Start SOURCE TEXT

LTFS-LE: How to Limit LTFS Volumes to a Specific User or Group
(Doc ID 2168697.1)
Last updated on MARCH 17, 2025
Applies to:
Oracle Library LTFS (Linear Tape File System) - Version All Versions and laterInformation in this document applies to any platform.
Goal
Best Practices would be to limit volumes to specific users or groups within SAMBA.
This will avoid allowing multiple users to perform write operations to a single mounted tape volume/device (folder or file system), where the files from each of those users would end up being interleaved on the tape. And those sames files, written from different users, are most likely not related. Then when a group of files created by a particular user needs to be retrieved, the tape drive will be required to perform many seek operations thus degrading performance. Likewise, if the write operations from multiple users is queued simultaneously by the operating system (OS), then fragments of several files may be interleaved. When a tape written in this fashion is read, the tape drive must perform multiple seek operations in order to retrieve even a single file,. Although the POSIX interface and LTFS Open allow this, it is strongly discouraged, as tapes written in this fashion will experience extremely poor performance during read operations. This is an aspect of LTFS Open and tape in general.

End SOURCE TEXT
Start SUPPLIED INFORMATION

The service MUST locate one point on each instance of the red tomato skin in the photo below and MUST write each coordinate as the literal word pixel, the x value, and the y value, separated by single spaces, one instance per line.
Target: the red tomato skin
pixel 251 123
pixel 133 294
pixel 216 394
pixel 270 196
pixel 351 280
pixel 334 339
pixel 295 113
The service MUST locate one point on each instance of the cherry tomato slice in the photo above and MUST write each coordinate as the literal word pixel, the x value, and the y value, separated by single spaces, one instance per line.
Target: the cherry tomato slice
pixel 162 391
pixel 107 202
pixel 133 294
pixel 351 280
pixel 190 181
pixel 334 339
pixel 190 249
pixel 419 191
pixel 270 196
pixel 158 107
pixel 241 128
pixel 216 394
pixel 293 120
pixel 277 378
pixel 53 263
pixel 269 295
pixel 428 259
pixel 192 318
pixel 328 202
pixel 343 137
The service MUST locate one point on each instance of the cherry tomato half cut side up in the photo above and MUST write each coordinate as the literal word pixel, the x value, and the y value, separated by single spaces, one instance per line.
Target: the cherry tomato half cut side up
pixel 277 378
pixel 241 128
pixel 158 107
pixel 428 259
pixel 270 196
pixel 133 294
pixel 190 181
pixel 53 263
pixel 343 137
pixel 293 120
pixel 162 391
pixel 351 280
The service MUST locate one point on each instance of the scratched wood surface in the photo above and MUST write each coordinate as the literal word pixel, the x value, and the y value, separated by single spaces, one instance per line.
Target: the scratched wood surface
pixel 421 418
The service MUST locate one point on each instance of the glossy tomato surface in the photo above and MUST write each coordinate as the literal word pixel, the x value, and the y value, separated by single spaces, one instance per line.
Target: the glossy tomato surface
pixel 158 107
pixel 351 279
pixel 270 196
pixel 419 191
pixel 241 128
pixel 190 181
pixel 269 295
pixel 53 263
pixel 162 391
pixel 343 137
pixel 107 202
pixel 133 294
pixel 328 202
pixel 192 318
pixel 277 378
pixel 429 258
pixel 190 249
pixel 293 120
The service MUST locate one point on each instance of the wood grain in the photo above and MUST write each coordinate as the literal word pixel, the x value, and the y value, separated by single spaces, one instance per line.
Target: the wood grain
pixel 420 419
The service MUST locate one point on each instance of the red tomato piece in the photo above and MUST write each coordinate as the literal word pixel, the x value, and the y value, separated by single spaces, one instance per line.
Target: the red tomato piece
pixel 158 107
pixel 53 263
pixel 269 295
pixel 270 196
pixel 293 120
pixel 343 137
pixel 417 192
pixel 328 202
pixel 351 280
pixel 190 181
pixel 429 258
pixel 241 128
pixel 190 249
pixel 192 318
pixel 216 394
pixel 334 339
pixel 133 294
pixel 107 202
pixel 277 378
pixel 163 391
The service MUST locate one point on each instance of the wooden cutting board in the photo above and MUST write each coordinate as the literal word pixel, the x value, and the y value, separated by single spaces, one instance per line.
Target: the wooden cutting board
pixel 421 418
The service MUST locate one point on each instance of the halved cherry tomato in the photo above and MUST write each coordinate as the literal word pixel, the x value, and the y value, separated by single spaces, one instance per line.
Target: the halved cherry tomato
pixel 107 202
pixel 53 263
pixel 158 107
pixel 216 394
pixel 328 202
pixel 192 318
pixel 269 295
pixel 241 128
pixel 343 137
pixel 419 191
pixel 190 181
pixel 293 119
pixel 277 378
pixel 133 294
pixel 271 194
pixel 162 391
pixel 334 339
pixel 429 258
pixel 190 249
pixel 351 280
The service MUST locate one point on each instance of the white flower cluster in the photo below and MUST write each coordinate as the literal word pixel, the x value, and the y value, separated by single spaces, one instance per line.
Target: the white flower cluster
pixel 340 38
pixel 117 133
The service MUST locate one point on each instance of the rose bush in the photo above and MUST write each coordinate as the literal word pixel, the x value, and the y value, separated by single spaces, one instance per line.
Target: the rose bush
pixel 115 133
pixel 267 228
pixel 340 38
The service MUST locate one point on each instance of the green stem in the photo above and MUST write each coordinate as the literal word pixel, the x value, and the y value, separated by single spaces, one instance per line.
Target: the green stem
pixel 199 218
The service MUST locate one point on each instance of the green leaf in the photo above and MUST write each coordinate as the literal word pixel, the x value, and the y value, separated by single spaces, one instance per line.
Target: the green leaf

End SUPPLIED INFORMATION

# THE TASKS
1. According to the LTFS note, within which software should volumes be limited to specific users or groups?
2. Transcribe the LTFS note from "LTFS-LE: How to" up to and including "to any platform.".

# ANSWER LIST
1. Within SAMBA.

2.
LTFS-LE: How to Limit LTFS Volumes to a Specific User or Group
(Doc ID 2168697.1)
Last updated on MARCH 17, 2025
Applies to:
Oracle Library LTFS (Linear Tape File System) - Version All Versions and laterInformation in this document applies to any platform.